- _Document segment_
Mercer Wealth, which globally has $160 billion in AUM, plans to boost its AUM in the region to $2-$3bn in the next 2-3 years from the present $1bn, said Yasir AbuShaban, a Dubai-based principal with Mercer Wealth.

Within the next two to three years, we are looking at reaching $2 to $3 billion as a conservative estimate and we do see an opportunity to do so,” said Mr AbuShaban.

Mercer does not directly make investments, but allocates clients’ money they have discretion to, to professional asset managers. They also provide advice to clients.

“We have buying power. We can negotiate on their (client’s) behalf with asset managers to provide them lower fees than they otherwise would have to get on their own,” he added.

Mercer Wealth’s clients include sovereign wealth funds, family offices, and insurance companies among others.

From its office in Dubai, Mercer also looks after Africa, India and Turkey, where they also see opportunity for growth.

Wealth creation in Middle East and Africa (MEA) grew 8.5 per cent to $8.1 trillion last year from $7.5tn in 2015, higher than last year’s global average of 6 per cent and the second-highest growth in a region after Asia-Pacific which grew 9.9 per cent, according to consultancy Boston Consulting Group (BCG). In the region, where wealth grew just 1.9 per cent in 2015 compared with 2014, a pickup in oil prices has helped in wealth generation.

BCG is forecasting MEA wealth will rise to $12tn by 2021, growing at an annual average of 8 per cent.

Drivers of wealth generation in the region will be split evenly between new wealth creation and growth of performance of existing assets, according to BCG.

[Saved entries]
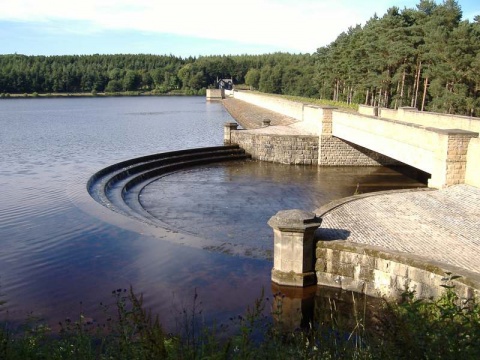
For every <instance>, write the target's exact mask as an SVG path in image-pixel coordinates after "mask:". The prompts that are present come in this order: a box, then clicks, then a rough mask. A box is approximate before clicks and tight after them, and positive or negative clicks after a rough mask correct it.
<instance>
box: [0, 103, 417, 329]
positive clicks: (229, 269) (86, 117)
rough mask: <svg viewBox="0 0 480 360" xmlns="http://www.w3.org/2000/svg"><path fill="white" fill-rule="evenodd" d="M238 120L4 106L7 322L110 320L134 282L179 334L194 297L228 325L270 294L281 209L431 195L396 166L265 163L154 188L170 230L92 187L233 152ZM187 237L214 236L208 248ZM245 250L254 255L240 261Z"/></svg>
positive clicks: (175, 113) (208, 236)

- _Complete the following_
1) Transcribe the Mercer Wealth text in full, word for word.
2) Rewrite the saved entries with every "rough mask" replaced by "coarse mask", keeping everything else the same and leaving out the pictures.

- _Task-by-task outputs_
1)
Mercer Wealth, which globally has $160 billion in AUM, plans to boost its AUM in the region to $2-$3bn in the next 2-3 years from the present $1bn, said Yasir AbuShaban, a Dubai-based principal with Mercer Wealth.

Within the next two to three years, we are looking at reaching $2 to $3 billion as a conservative estimate and we do see an opportunity to do so,” said Mr AbuShaban.

Mercer does not directly make investments, but allocates clients’ money they have discretion to, to professional asset managers. They also provide advice to clients.

“We have buying power. We can negotiate on their (client’s) behalf with asset managers to provide them lower fees than they otherwise would have to get on their own,” he added.

Mercer Wealth’s clients include sovereign wealth funds, family offices, and insurance companies among others.

From its office in Dubai, Mercer also looks after Africa, India and Turkey, where they also see opportunity for growth.

Wealth creation in Middle East and Africa (MEA) grew 8.5 per cent to $8.1 trillion last year from $7.5tn in 2015, higher than last year’s global average of 6 per cent and the second-highest growth in a region after Asia-Pacific which grew 9.9 per cent, according to consultancy Boston Consulting Group (BCG). In the region, where wealth grew just 1.9 per cent in 2015 compared with 2014, a pickup in oil prices has helped in wealth generation.

BCG is forecasting MEA wealth will rise to $12tn by 2021, growing at an annual average of 8 per cent.

Drivers of wealth generation in the region will be split evenly between new wealth creation and growth of performance of existing assets, according to BCG.

2)
For every <instance>, write the target's exact mask as an SVG path in image-pixel coordinates after "mask:". The prompts that are present come in this order: a box, then clicks, then a coarse mask. A box is approximate before clicks and tight after them, and positive or negative clicks after a coarse mask correct it.
<instance>
box: [0, 103, 417, 329]
positive clicks: (229, 269) (86, 117)
coarse mask: <svg viewBox="0 0 480 360" xmlns="http://www.w3.org/2000/svg"><path fill="white" fill-rule="evenodd" d="M238 120L4 106L7 322L110 320L134 282L179 334L194 297L228 325L270 294L281 209L431 195L396 166L265 163L154 188L170 230L92 187L233 152ZM187 237L214 236L208 248ZM245 250L254 255L240 261Z"/></svg>
positive clicks: (175, 113) (208, 236)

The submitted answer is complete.